§ **Given text**
■ ■ ■

March 25 (Reuters) - Washington's drive to make the

United States a major global lithium producer is being held back

by a confusing mix of state regulations that are deterring

developers and hampering efforts to break China's control of the

critical minerals sector.

Across Texas, Louisiana and other mineral-rich states, it's

unclear who owns the millions of metric tons of lithium locked

in salty brines underneath U.S. soils, how the battery metal

should be valued by regulators and who ultimately should pay to

process it into a form usable by manufacturers.

These legal ambiguities are the latest impediment -

alongside technical challenges and sagging commodity prices - to

America's plans to produce more of its own lithium and wean the

country off foreign supplies, according to interviews with

regulators from seven U.S. states, legal experts, politicians,

landowners, investors, royalty firms, industry executives and

consultants.

U.S. federal officials in Washington are largely powerless

to force states to change regulations, leaving the Biden

administration's aggressive electrification targets beholden to

the pace at which local officials update outdated statutes.

Global lithium demand is expected to outpace supply by

500,000 metric tons annually by 2030. Unless the United States

boosts its own production, the country's manufacturers will find

themselves reliant on China and others for supply as the end of

the decade approaches, analysts warn.

■ ■ ■

§ **Rows taken from a pointing dataset**
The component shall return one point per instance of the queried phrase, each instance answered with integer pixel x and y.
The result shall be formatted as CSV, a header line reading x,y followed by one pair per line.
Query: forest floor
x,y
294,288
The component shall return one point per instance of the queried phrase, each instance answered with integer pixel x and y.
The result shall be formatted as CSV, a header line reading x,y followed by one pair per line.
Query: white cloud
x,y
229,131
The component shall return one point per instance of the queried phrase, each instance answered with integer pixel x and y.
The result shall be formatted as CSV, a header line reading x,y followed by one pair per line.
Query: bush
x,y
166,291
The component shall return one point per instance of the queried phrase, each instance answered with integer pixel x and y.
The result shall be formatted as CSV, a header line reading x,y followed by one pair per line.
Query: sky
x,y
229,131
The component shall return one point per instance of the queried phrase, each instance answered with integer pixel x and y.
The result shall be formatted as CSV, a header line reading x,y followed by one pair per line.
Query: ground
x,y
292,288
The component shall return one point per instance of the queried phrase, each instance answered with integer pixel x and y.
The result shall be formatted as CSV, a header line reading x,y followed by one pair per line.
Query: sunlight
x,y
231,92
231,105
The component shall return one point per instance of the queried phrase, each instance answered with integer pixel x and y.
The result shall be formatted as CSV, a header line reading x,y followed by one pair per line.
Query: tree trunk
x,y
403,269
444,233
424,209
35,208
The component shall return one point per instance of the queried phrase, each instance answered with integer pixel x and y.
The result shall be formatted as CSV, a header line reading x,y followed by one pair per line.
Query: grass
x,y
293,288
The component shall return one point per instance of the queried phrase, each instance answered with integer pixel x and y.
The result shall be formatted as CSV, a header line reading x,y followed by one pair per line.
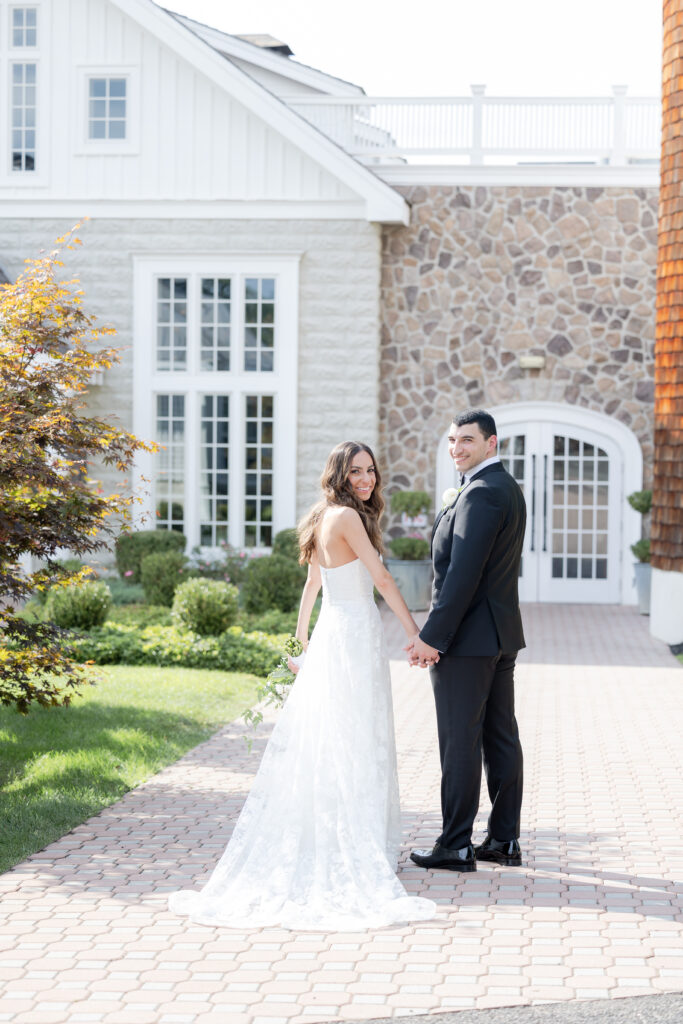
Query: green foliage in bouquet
x,y
410,548
275,687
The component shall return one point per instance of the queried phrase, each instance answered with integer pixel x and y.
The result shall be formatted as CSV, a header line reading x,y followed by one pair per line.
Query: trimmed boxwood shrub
x,y
205,606
233,650
286,543
272,582
131,549
161,574
79,605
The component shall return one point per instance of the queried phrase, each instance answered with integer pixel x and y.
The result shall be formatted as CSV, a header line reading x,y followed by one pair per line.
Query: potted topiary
x,y
410,563
641,501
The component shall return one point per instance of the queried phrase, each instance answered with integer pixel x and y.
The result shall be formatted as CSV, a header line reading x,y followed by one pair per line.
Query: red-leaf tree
x,y
49,350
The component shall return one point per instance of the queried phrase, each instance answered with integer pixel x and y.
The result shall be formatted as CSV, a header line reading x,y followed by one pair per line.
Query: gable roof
x,y
382,203
247,48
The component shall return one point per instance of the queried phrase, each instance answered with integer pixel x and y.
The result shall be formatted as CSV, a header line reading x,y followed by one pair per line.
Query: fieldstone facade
x,y
485,274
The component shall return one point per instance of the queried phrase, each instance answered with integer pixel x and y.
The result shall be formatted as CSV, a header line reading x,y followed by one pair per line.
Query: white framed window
x,y
23,116
226,473
169,484
23,26
109,110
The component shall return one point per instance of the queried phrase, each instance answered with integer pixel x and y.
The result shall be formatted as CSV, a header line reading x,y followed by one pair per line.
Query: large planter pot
x,y
643,571
414,580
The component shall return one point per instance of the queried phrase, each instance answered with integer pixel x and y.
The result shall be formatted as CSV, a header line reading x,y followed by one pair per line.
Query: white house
x,y
235,248
285,270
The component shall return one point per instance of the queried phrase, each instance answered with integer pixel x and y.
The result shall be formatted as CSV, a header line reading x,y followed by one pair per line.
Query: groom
x,y
471,639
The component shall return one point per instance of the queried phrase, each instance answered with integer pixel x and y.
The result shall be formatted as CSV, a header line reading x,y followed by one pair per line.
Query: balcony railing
x,y
616,130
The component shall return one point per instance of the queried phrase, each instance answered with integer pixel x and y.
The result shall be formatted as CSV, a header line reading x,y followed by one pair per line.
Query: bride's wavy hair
x,y
337,491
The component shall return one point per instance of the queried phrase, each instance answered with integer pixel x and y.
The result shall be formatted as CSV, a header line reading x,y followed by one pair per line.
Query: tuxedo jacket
x,y
476,552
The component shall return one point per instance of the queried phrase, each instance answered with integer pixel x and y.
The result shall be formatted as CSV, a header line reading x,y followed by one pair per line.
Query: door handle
x,y
545,503
532,545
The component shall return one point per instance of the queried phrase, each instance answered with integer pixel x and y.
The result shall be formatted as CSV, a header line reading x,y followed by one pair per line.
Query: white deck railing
x,y
616,129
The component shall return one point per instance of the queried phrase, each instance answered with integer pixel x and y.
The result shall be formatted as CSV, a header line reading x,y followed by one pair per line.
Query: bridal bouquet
x,y
275,686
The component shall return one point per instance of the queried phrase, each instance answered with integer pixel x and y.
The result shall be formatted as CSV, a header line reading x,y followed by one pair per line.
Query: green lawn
x,y
60,765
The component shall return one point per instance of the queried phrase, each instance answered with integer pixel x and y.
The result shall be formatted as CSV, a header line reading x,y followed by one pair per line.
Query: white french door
x,y
573,491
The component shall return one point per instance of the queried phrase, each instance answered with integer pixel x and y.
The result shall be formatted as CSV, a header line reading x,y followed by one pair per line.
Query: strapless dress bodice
x,y
350,582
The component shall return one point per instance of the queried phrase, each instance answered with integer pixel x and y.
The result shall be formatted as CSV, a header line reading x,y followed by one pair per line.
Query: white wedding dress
x,y
316,843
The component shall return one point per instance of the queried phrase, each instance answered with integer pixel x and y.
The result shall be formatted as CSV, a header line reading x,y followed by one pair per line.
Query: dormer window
x,y
25,26
107,109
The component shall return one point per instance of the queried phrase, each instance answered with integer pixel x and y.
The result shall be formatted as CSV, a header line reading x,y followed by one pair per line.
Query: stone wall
x,y
339,286
485,274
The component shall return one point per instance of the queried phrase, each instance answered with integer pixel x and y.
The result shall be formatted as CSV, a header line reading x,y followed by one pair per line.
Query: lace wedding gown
x,y
316,843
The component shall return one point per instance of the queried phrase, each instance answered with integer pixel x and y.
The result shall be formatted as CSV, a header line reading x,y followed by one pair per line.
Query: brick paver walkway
x,y
595,911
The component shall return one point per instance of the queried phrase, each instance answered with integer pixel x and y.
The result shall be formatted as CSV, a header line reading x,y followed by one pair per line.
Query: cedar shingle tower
x,y
667,550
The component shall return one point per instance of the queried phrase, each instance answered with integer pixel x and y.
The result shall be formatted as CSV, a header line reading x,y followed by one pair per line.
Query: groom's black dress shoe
x,y
502,852
452,860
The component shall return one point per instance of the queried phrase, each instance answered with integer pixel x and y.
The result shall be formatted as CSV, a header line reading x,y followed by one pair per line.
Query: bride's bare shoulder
x,y
338,518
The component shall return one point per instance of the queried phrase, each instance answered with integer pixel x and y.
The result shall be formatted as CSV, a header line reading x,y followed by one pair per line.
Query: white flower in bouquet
x,y
275,688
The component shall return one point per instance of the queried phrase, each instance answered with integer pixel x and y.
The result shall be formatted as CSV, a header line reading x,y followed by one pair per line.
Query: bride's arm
x,y
354,534
311,587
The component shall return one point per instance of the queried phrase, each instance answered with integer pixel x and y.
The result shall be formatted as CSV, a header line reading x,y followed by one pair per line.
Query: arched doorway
x,y
575,467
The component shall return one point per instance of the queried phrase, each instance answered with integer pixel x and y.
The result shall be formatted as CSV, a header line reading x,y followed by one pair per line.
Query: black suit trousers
x,y
475,717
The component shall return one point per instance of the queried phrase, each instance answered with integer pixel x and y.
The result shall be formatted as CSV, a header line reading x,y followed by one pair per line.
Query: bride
x,y
316,843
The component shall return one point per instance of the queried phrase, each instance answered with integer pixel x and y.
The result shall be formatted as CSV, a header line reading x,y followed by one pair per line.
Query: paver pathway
x,y
595,911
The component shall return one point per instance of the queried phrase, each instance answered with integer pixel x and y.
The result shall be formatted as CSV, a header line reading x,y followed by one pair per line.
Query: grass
x,y
58,766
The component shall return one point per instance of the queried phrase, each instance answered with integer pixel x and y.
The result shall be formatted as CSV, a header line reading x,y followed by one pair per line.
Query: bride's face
x,y
361,475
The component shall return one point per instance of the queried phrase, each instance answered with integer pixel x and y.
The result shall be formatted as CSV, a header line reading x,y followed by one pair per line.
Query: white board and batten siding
x,y
186,138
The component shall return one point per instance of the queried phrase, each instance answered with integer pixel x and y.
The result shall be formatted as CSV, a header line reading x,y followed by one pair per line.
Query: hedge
x,y
233,650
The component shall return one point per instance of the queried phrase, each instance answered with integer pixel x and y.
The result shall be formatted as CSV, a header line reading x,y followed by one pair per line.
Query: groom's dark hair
x,y
483,420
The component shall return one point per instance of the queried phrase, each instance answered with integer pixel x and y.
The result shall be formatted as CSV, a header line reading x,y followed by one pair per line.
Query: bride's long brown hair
x,y
337,491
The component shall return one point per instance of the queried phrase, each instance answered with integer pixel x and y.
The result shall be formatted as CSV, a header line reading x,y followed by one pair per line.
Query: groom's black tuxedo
x,y
475,624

■ ■ ■

§ **Exercise instructions**
1. Please repeat the passage of the lithium article word for word, starting at "500,000 metric tons" and ending at "approaches, analysts warn.".
2. Gather every line of the entries that contains the string "dress".
The lithium article and the entries have no connection to each other.

§ **Full answers**
1.
500,000 metric tons annually by 2030. Unless the United States

boosts its own production, the country's manufacturers will find

themselves reliant on China and others for supply as the end of

the decade approaches, analysts warn.

2.
Query: strapless dress bodice
Query: white wedding dress
Query: groom's black dress shoe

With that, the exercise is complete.